• _Things to do_
A) According to the text about Liverpool, which part of England was Jesse Hartley from?
B) Print the part of the text about Liverpool word for word, starting at "I wonder if" and ending at "my other blog.".
C) Carry on the text about Liverpool and its docks from the point where it stops.

I’d like to say – and remember, I am very fond of Liverpool – that a city which is very cultural today and famous for certain musicians especially – was actually slow to get culture. At Albert’s visit, it didn’t even have a theatre yet, a lifetime behind more provincial towns. Even its classy residents who lived in terraces or mansions far from the stinky water which gave them their wealth celebrated key events not long before with bear and bull baiting. So the rich too engaged in activities which were considered morally dubious. Yet here was one putting moral fibre next to illness and equating the two. Familiar?

What did those new docks really mean?

I wonder if Jesse Hartley will join the not-so-wanted list. Of his day, I can see that he could be a hero, and that the wealth he helped amass for Liverpool (not even his native town, he’s from Yorkshire) would make him celebrated. As an engineer, architectural books keep telling me that Jesse’s work was extraordinary. But I can see that actually his work was short sighted and he seemed a hard, driven man, although because he achieved things, we overlook that. I’ll analyse what he built on my other blog.

I want to ask WHY Jesse Harley created so many new docks, on top of the 18th Century set which saw so much slave trade. A Liverpool superlative it should not be proud of is that it was Europe’s leading slave port; and it sent at least 10 times the human cargo ships that Bristol and London did. When Albert Dock opened, the slave trade had been outlawed in Britain for 40 years. Yet the port thrived on the produce it had made, and the produce of domestic slavery which continued in America till c1860. I was also surprised to learn that in Britain and its empire, slavery needed a second act, passed in 1834, to actually grind it to a halt, which wasn’t immediate.

• _Data lines_
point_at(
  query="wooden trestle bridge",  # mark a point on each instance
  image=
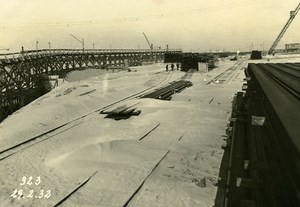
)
(22, 74)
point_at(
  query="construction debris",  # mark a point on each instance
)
(121, 112)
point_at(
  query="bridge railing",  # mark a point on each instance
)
(46, 52)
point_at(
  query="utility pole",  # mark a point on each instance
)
(37, 46)
(81, 41)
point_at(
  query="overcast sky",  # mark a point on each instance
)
(193, 25)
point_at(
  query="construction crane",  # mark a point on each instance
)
(2, 48)
(292, 17)
(150, 45)
(81, 41)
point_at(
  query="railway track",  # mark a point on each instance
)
(228, 74)
(8, 152)
(265, 147)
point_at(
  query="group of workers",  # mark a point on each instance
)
(172, 66)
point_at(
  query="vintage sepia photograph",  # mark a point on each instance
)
(149, 103)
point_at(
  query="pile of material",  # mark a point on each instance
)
(121, 112)
(256, 55)
(166, 92)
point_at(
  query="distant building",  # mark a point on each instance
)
(292, 47)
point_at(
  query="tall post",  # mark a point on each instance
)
(37, 46)
(151, 52)
(83, 45)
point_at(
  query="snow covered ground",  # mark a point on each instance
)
(189, 135)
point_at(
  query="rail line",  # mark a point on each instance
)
(8, 152)
(228, 74)
(265, 145)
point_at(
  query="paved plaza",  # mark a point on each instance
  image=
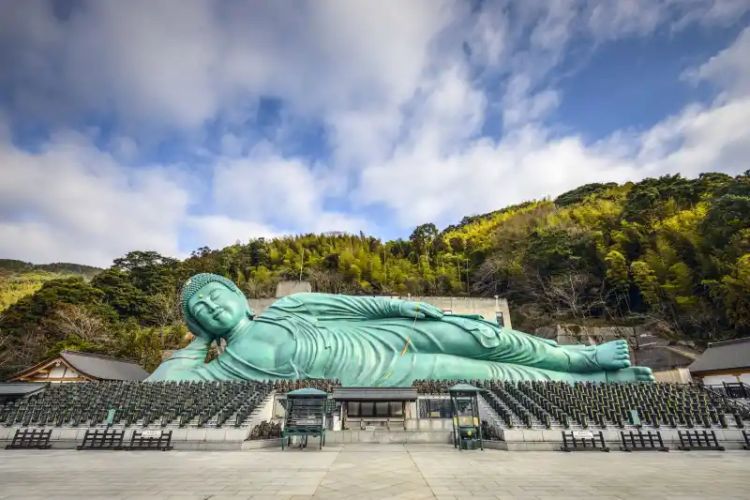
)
(373, 471)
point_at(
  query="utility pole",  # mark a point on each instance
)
(467, 278)
(302, 264)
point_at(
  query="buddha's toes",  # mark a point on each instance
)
(613, 355)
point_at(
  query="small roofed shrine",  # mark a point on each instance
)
(72, 366)
(374, 407)
(305, 416)
(467, 428)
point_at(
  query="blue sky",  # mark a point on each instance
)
(172, 125)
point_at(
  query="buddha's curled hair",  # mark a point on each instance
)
(191, 287)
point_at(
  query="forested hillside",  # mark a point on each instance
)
(672, 249)
(19, 279)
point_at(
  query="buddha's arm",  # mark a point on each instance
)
(182, 364)
(340, 307)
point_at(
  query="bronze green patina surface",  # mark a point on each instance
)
(370, 341)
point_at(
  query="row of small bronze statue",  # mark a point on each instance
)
(326, 385)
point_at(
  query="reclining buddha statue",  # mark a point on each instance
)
(370, 341)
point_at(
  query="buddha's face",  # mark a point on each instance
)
(217, 308)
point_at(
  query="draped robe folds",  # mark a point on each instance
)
(365, 341)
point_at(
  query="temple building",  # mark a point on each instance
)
(71, 366)
(724, 362)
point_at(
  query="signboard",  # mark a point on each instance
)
(307, 421)
(583, 434)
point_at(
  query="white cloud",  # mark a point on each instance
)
(284, 192)
(730, 68)
(72, 202)
(219, 231)
(403, 92)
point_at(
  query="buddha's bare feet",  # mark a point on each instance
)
(633, 374)
(614, 355)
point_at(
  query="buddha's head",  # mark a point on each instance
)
(213, 305)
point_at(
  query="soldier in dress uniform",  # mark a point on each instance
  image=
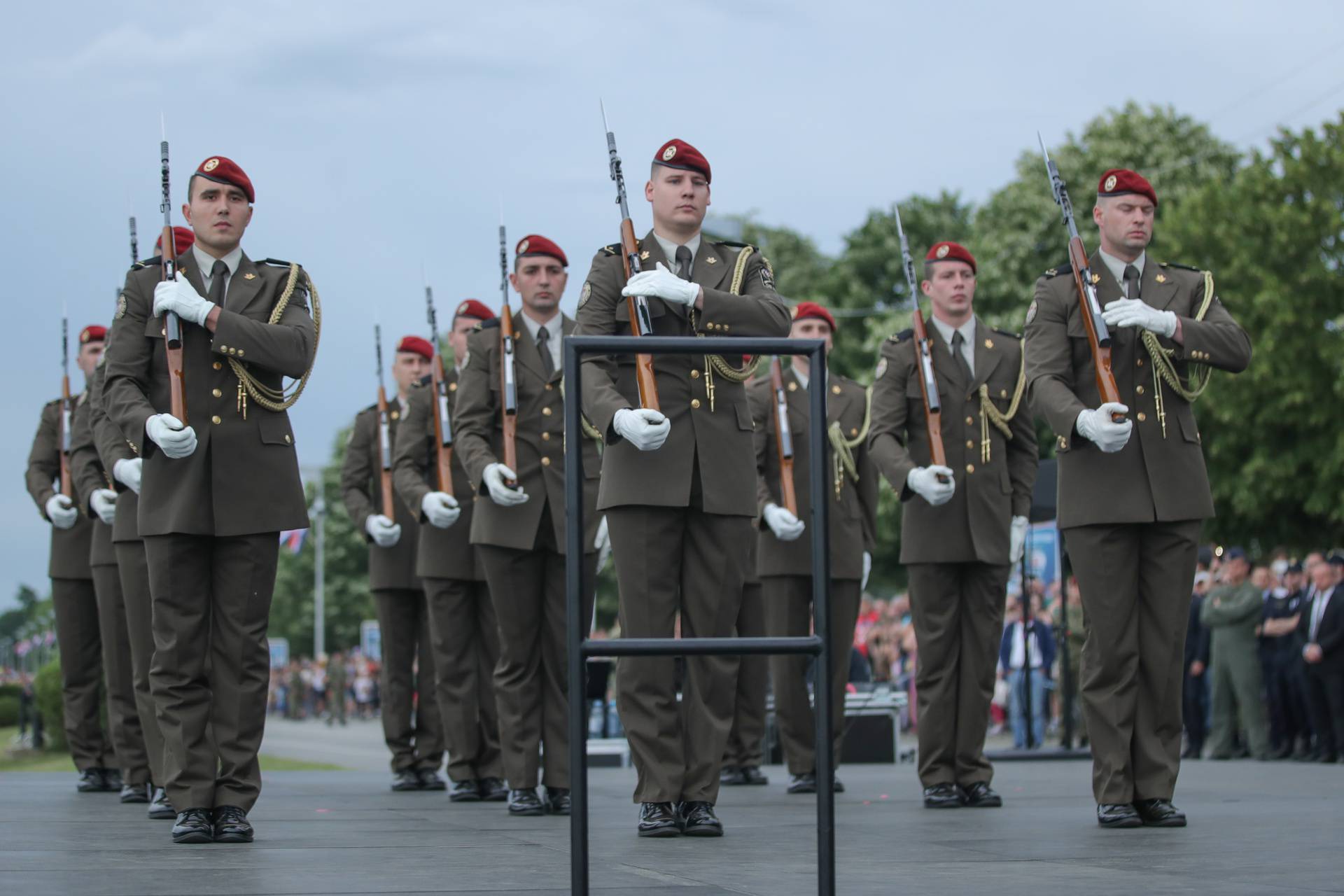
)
(519, 528)
(785, 558)
(461, 614)
(413, 729)
(71, 590)
(678, 485)
(962, 524)
(1132, 493)
(216, 489)
(94, 493)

• _Outputs_
A) Yorkshire

B)
I wonder if Jesse Hartley will join the not-so-wanted list. Of his day, I can see that he could be a hero, and that the wealth he helped amass for Liverpool (not even his native town, he’s from Yorkshire) would make him celebrated. As an engineer, architectural books keep telling me that Jesse’s work was extraordinary. But I can see that actually his work was short sighted and he seemed a hard, driven man, although because he achieved things, we overlook that. I’ll analyse what he built on my other blog.

C)
Whilst we celebrate the names of those to whom we attribute slavery’s abolition, perhaps even they need scrutiny. William Wilberforce didn’t advocate immediate emancipation – he said slaves needed to be prepared for freedom. Resocialised, don’t you mean? Sometimes, they had to work for a generation first.

There is another very evil fact about slavery that I’ll end with. I had to walk round my home to take it in.

But my point for now is that Liverpool’s connection to slavery was around the time that policing began, and so did those new docks; and at a time of unbridled trading worldwide – two acts in the 1830s and 40s meant its ships could travel without restriction, and its profits were therefore unfettered.

What of the local workers – in factories and docks? Would they be considered working under modern slavery conditions?

I was also learned why these warehouses were built. London had a new kind of dock. Liverpool was encouraged to get some too. These enclosed docks where you could moor right by the secure warehouses meant that

1) the rich merchants lost far less of their goods to theft (or fire) 

2) the HM customs people could check and collect more easily.

Ah. Now we know why central government was involved.

And you’ll note that Jesse Harley’s designs included not only a huge wall (see why thoughts on walls here) to keep out, but police booths. Note their arrow slit motif and castle-like quality.

I don’t support looting, but I do wonder if some of the looters were those who couldn’t buy shoes.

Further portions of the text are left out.